Collected data
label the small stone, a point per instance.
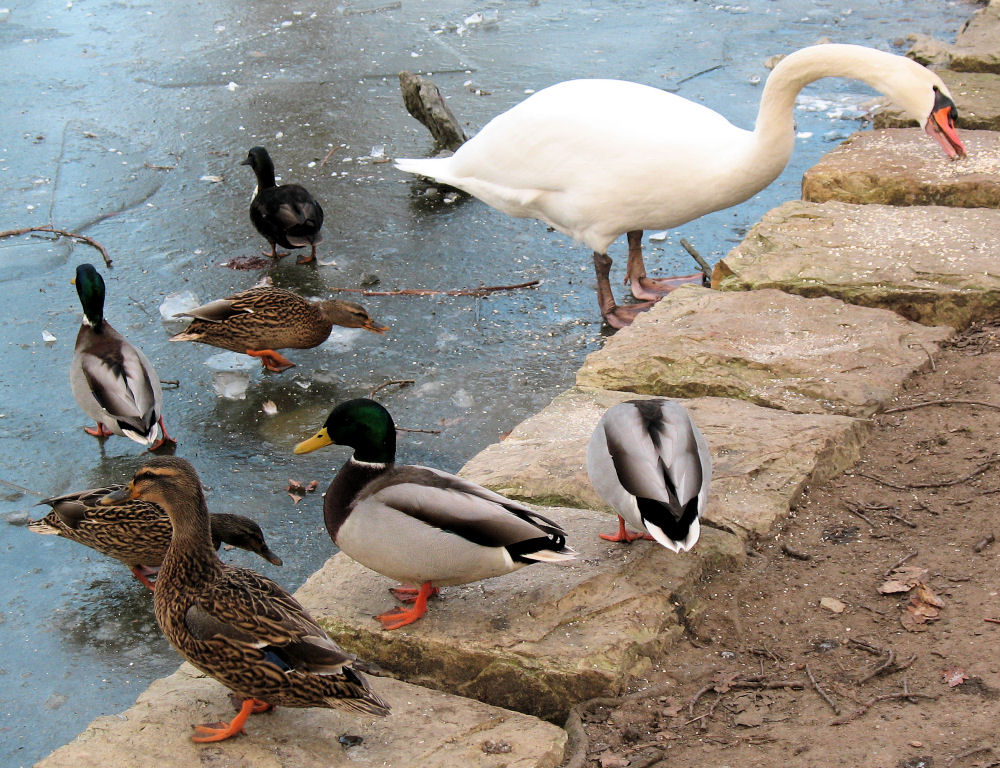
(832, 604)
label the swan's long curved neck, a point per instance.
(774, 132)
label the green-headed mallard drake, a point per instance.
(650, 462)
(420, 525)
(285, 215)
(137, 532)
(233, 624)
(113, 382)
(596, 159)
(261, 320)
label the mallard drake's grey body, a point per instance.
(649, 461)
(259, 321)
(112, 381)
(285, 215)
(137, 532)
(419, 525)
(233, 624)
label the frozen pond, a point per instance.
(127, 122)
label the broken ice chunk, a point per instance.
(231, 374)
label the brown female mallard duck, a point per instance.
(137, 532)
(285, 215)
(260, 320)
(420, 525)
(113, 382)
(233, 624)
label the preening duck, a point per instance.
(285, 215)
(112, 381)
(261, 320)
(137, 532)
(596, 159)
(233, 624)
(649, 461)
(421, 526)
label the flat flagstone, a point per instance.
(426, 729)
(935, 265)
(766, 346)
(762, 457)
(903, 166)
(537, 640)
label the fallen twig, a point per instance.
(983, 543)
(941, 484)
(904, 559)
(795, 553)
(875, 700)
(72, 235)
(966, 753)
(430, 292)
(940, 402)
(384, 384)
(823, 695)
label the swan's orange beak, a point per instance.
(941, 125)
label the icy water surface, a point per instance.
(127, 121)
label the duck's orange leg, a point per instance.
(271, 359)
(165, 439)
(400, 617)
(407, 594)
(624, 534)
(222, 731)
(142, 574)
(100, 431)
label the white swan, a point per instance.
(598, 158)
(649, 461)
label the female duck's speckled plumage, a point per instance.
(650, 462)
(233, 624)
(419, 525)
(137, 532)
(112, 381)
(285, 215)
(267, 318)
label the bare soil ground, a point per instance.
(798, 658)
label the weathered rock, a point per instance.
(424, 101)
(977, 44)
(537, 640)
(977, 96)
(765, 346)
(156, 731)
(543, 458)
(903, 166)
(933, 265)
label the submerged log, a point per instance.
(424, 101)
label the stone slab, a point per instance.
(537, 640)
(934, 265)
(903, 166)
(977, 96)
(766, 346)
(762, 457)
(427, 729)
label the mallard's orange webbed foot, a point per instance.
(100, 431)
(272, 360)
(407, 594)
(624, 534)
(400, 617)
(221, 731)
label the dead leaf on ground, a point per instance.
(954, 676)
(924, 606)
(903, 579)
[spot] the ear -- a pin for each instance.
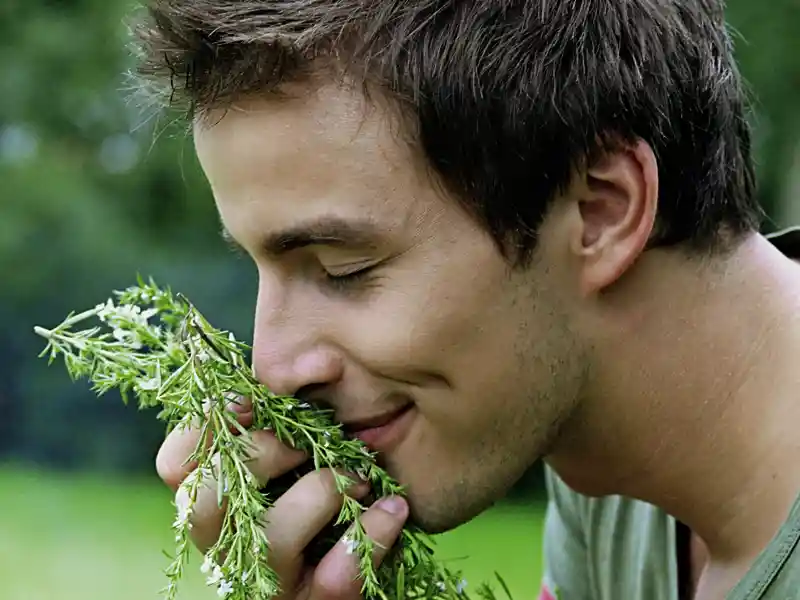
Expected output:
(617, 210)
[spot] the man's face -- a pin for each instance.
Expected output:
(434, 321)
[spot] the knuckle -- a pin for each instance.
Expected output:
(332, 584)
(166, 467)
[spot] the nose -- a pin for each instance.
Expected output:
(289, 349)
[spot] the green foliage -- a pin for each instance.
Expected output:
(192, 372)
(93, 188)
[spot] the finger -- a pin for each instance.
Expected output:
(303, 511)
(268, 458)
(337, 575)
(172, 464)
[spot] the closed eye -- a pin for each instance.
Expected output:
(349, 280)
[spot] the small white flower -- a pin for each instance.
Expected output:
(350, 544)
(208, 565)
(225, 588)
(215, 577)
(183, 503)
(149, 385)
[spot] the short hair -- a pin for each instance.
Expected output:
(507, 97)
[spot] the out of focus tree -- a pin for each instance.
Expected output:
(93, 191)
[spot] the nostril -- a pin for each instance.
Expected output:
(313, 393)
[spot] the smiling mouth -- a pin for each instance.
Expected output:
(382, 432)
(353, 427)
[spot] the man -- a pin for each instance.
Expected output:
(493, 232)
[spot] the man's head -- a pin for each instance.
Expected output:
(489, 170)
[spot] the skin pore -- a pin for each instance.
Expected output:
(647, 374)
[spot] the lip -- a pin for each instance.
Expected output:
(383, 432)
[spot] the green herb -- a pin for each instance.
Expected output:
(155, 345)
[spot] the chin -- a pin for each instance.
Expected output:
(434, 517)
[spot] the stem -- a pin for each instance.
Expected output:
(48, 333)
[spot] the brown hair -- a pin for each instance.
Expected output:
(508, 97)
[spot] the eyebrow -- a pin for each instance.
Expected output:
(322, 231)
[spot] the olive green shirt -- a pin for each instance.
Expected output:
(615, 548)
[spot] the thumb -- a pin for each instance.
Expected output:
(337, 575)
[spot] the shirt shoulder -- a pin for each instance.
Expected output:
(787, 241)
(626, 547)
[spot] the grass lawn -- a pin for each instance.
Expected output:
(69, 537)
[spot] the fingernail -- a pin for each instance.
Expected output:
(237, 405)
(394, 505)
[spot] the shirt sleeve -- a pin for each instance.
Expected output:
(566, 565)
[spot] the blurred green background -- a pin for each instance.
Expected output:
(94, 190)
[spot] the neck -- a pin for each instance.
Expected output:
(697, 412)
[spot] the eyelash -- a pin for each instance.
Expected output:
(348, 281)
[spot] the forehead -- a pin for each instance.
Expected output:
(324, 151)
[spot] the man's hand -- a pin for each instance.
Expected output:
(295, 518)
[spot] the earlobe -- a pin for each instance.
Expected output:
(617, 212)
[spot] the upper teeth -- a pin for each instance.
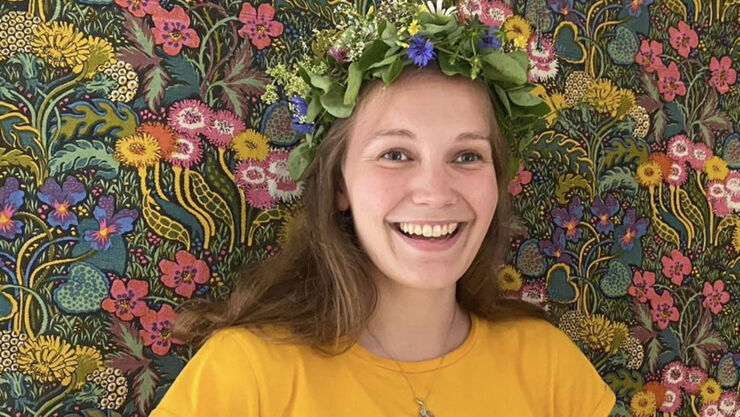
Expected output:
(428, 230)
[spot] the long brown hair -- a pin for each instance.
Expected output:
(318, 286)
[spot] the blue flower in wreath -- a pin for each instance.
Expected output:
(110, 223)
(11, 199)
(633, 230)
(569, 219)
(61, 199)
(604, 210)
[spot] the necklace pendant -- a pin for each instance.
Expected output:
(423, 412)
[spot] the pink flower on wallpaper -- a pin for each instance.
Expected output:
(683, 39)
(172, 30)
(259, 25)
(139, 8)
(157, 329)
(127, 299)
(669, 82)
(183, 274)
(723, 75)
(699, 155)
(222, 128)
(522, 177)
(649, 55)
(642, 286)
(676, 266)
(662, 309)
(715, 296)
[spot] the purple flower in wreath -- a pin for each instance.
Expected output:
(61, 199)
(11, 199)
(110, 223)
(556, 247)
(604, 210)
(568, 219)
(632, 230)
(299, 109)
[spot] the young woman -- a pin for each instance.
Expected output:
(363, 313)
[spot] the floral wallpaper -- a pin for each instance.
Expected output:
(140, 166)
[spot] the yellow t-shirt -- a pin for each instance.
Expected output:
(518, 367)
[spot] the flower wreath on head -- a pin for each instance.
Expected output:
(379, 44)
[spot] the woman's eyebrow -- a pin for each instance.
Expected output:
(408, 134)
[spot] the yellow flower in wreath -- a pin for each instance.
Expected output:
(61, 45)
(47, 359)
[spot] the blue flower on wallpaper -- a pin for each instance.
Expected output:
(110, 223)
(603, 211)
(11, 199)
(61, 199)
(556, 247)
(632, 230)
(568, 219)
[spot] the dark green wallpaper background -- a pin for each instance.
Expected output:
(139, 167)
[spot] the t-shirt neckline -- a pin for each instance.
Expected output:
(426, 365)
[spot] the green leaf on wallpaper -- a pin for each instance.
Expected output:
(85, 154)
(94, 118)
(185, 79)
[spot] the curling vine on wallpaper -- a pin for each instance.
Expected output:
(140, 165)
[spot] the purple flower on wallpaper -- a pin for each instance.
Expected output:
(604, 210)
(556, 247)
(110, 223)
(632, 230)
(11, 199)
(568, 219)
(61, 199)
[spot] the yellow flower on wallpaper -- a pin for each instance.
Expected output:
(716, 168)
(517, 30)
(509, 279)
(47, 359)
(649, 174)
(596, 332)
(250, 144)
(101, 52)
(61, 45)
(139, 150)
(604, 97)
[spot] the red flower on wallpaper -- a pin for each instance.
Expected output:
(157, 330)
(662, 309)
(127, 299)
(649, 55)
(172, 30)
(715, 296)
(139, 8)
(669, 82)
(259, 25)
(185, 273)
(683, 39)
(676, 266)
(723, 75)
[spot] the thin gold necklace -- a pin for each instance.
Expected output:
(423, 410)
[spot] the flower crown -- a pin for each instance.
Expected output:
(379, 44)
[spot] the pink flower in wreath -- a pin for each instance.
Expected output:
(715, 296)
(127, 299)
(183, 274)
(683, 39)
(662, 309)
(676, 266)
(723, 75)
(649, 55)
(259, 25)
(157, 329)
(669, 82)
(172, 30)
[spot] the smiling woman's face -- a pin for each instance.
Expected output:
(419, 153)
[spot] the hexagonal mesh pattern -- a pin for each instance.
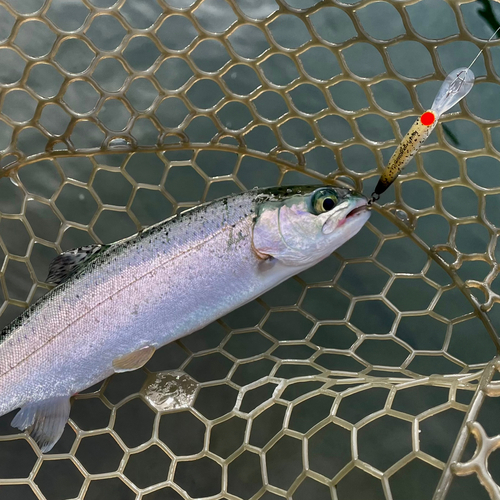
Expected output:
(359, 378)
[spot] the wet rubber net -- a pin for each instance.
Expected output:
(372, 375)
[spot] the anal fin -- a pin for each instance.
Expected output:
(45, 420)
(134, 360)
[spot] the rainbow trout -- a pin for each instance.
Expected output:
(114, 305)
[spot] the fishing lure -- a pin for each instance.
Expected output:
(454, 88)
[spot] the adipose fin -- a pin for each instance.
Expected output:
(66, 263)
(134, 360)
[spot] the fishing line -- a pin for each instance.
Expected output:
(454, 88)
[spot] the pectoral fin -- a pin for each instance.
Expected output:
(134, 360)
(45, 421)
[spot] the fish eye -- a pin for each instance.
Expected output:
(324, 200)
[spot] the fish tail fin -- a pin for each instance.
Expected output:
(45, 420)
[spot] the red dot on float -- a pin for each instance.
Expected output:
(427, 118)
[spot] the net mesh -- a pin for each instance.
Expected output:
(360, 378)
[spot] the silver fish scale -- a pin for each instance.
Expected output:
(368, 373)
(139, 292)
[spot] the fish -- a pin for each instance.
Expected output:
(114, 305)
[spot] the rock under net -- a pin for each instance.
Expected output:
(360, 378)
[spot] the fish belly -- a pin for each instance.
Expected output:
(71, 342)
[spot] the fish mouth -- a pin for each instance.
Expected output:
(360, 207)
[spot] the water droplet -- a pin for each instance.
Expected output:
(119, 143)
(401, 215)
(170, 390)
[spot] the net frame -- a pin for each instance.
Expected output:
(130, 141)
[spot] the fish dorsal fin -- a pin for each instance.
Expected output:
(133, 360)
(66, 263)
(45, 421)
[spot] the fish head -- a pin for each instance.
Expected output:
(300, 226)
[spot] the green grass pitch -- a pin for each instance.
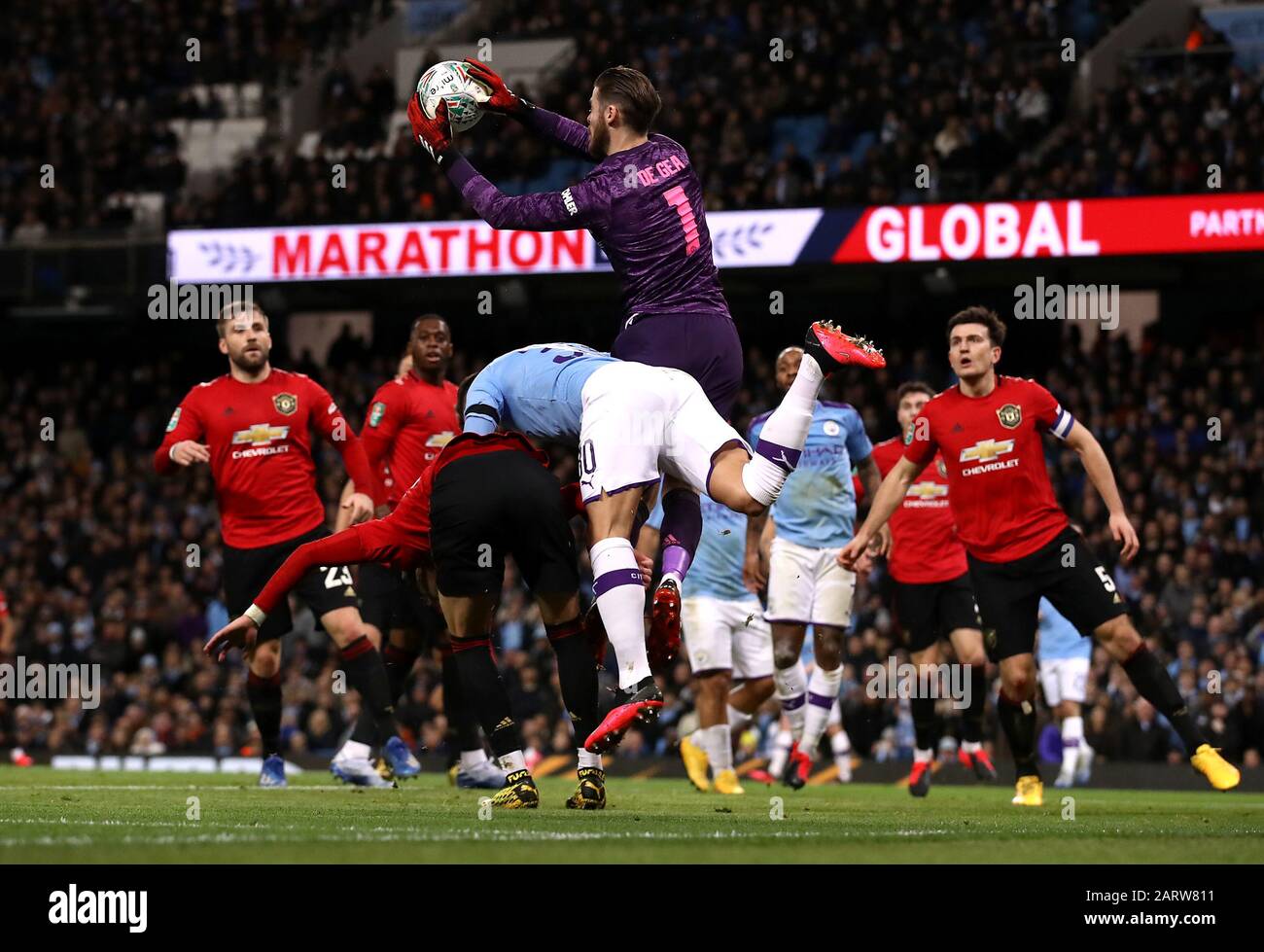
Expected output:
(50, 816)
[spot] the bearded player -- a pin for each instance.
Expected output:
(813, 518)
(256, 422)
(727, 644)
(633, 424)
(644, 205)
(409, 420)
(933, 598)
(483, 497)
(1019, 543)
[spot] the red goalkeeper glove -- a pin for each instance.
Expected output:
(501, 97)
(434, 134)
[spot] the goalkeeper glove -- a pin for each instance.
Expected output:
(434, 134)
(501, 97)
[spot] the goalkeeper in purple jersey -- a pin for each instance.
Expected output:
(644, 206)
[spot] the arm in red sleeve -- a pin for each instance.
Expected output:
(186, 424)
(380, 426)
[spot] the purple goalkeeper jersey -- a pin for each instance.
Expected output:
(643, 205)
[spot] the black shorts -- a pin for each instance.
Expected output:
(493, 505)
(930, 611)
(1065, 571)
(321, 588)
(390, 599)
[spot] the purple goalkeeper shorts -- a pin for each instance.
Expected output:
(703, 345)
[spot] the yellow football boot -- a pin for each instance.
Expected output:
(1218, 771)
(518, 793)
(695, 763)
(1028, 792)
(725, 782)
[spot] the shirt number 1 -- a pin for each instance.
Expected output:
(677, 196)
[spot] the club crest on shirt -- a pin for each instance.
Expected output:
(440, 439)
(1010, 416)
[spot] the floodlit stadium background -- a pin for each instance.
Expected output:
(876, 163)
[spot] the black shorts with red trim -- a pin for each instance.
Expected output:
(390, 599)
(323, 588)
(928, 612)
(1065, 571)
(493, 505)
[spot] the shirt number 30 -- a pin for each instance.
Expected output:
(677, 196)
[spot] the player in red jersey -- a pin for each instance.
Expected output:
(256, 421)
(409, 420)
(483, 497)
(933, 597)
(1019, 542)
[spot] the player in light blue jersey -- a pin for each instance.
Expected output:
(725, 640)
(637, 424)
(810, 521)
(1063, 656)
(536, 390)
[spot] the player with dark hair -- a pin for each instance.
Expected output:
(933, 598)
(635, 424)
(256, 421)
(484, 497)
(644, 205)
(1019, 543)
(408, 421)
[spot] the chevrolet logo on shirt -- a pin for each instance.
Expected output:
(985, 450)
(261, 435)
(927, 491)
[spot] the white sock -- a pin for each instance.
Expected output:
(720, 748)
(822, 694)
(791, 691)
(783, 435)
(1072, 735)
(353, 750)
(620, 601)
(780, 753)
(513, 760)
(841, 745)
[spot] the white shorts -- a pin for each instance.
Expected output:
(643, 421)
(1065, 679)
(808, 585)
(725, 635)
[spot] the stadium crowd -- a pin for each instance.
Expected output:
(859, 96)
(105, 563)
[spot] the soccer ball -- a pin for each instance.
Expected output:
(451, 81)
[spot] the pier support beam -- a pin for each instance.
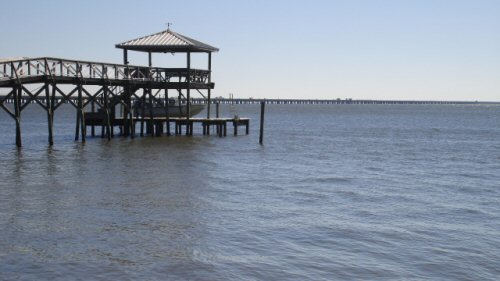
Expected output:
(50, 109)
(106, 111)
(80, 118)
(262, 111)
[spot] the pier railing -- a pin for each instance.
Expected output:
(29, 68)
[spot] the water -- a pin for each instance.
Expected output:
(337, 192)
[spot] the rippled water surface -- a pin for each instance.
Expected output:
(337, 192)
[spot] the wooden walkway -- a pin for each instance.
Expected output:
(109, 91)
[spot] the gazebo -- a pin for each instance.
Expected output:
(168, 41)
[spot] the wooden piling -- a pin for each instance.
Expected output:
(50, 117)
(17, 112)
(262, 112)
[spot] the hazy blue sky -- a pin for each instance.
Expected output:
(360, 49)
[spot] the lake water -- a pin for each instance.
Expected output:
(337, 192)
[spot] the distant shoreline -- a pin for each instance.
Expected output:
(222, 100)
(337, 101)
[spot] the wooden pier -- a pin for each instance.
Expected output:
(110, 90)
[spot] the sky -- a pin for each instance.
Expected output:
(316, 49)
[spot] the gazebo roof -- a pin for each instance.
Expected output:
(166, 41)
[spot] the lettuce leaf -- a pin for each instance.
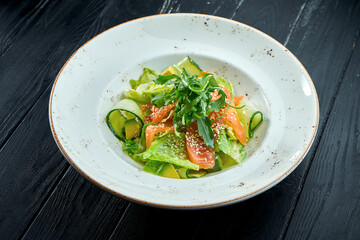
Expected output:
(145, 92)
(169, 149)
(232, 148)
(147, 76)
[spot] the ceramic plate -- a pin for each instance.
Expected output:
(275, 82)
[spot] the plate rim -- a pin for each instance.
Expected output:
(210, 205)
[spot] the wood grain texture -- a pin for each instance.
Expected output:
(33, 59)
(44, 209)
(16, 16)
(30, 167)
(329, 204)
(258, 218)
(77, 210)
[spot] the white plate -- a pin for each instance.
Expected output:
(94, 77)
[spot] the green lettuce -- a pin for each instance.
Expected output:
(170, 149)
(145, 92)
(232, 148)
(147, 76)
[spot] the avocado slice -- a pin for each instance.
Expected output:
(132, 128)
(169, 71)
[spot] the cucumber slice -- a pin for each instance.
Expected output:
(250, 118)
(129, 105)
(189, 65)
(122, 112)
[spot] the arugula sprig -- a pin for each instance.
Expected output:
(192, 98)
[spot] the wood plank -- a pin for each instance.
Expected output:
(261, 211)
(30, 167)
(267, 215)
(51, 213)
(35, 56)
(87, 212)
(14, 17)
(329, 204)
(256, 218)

• [BRIEF]: If a line in the entries includes the word "gazebo", copy that line out.

• [SOLUTION TO THIS EXERCISE]:
[spot] the gazebo -- a pin for each instance.
[spot] the gazebo roof -- a pin for each instance.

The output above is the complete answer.